## CONSIGNAS
(a) Transcribe del fragmento sobre la violencia cotidiana todo lo que va desde "Dicha vivencia es" hasta "calidad de vida.".
(b) Responde, a partir del fragmento sobre la violencia cotidiana, estas preguntas:
(i) ¿Qué se señala como lo contrario de la violencia cotidiana?
(ii) ¿Por qué la desmembración cobra más víctimas en las ciudades?
(iii) ¿Qué índices deteriora la violencia en el ámbito de la ciudad?

## TEXTO PARA LEER
╔══
Al margen de la violencia política y económica existe otra cotidiana, mayormente aceptada, que se manifiesta a través de los comportamientos, en las interacciones entre individuos, en el ámbito doméstico o entre grupos reducidos. Siendo un elemento presente en las relaciones humanas y no una manifestación anormal del ser persona, su contrario no es la no-violencia, sino la ciudadanía y la valoración de la vida humana en general y de cada individuo en el contexto de su grupo. Las expresiones de agresividad generalizada que adolecen las ciudades modernas delata una crisis en la civilidad, no en el sentido de las buenas costumbres, sino como una aptitud a compartir el mismo espacio con el otro y a disfrutarlo juntos, como la condición primera del vivir, del estar en sociedad (Imbert, 1992).

Dicha vivencia es más abrumadora cuanto mayor es la injusticia que sustenta la violencia social. Más allá de todos los factores y circunstancias desencadenantes, su experiencia surte el efecto de una desmembración que cobra más víctimas en las ciudades, por ser los espacios de mayor diversidad y heterogeneidad, concentrando más población y mayor número de conflictos. Sin embargo, no se ha establecido una relación directa entre estas variables, ni se puede asegurar que la ciudad es un escenario privilegiado de la violencia, aunque sí es ésta uno de los factores que en su ámbito más deteriora los índices de calidad de vida.
╚══
(Ítems guardados de una colección)
╔══
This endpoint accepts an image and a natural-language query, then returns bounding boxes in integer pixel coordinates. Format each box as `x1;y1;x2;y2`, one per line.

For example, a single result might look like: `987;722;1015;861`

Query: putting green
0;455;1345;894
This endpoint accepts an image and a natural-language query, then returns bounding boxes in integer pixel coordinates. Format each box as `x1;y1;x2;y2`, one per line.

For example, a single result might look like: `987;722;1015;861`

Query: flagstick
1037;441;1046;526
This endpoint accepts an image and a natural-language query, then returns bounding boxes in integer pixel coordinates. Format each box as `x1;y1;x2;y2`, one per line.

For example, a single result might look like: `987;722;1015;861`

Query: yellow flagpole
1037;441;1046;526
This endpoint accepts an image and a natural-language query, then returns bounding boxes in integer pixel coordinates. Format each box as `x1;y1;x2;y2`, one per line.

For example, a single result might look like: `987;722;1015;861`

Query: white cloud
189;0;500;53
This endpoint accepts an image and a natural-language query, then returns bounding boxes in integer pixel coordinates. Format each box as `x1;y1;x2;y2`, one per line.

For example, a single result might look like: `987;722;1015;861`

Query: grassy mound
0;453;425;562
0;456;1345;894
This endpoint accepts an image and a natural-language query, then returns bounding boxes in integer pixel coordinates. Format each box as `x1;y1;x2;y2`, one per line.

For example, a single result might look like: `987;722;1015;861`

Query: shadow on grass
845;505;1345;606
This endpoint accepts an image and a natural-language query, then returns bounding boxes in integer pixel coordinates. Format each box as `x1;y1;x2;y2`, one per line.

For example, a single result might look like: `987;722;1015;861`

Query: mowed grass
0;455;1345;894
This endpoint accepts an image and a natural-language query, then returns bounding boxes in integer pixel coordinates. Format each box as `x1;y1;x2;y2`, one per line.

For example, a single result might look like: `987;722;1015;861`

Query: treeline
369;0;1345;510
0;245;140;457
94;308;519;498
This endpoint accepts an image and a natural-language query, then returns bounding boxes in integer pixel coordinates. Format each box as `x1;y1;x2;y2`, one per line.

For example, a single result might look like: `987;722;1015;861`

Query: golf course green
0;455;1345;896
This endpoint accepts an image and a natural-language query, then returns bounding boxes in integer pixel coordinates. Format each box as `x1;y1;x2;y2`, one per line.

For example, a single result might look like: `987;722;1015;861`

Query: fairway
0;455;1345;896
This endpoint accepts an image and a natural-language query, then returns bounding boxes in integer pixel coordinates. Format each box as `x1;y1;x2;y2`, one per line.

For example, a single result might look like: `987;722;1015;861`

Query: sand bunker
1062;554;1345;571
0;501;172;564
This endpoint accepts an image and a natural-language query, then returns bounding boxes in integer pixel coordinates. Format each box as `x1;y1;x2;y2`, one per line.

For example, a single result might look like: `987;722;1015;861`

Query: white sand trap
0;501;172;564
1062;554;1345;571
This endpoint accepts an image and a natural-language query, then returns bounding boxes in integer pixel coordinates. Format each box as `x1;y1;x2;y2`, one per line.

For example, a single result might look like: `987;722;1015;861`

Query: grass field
╚══
## RESPUESTAS COMPLETAS
(a)
Dicha vivencia es más abrumadora cuanto mayor es la injusticia que sustenta la violencia social. Más allá de todos los factores y circunstancias desencadenantes, su experiencia surte el efecto de una desmembración que cobra más víctimas en las ciudades, por ser los espacios de mayor diversidad y heterogeneidad, concentrando más población y mayor número de conflictos. Sin embargo, no se ha establecido una relación directa entre estas variables, ni se puede asegurar que la ciudad es un escenario privilegiado de la violencia, aunque sí es ésta uno de los factores que en su ámbito más deteriora los índices de calidad de vida.

(b)
(i) La ciudadanía y la valoración de la vida humana en general y de cada individuo en el contexto de su grupo.
(ii) Porque las ciudades son los espacios de mayor diversidad y heterogeneidad y concentran más población y mayor número de conflictos.
(iii) Los índices de calidad de vida.